- Exercise material -
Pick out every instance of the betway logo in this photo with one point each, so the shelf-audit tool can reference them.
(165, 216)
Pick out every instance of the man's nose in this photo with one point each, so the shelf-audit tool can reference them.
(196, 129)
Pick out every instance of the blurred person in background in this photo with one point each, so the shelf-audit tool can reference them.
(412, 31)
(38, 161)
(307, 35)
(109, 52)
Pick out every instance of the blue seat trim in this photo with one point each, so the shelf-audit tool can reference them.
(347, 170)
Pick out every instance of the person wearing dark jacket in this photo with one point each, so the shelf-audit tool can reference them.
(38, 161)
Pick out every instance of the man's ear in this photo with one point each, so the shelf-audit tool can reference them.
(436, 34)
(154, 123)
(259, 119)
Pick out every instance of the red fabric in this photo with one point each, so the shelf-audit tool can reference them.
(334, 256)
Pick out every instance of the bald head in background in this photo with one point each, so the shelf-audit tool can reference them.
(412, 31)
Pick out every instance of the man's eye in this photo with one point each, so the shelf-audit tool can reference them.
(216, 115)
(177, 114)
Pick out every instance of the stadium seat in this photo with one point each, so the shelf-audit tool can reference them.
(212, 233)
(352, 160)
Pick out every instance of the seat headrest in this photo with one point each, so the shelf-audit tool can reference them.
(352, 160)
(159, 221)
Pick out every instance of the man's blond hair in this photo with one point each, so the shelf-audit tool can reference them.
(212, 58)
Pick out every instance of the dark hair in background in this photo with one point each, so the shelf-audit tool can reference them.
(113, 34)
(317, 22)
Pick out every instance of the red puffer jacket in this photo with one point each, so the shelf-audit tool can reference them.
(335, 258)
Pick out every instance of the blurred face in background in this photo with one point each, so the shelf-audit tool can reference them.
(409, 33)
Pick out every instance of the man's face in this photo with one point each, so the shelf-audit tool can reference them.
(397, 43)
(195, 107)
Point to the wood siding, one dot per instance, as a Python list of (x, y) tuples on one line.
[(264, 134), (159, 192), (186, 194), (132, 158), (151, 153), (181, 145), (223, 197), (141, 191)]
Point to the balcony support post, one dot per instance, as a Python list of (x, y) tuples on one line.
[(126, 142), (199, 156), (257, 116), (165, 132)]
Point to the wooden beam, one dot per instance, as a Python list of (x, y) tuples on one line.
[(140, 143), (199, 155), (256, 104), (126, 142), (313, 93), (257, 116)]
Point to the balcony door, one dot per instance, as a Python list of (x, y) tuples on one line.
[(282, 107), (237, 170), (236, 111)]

- What you are asked to do -
Only the lines from the one with "Point to the wooden" through the last line of the records belong in the answer, each copied exactly.

- Answer -
Point to the wooden beam, one dot per instance, as a Python list of (x, y) tuples on one line.
[(140, 143), (199, 155), (256, 104), (126, 142), (313, 93), (257, 116)]
Point to the balcony door, one dot per instance, as a Python list of (x, y) tuples on one line.
[(282, 107), (237, 170), (236, 111)]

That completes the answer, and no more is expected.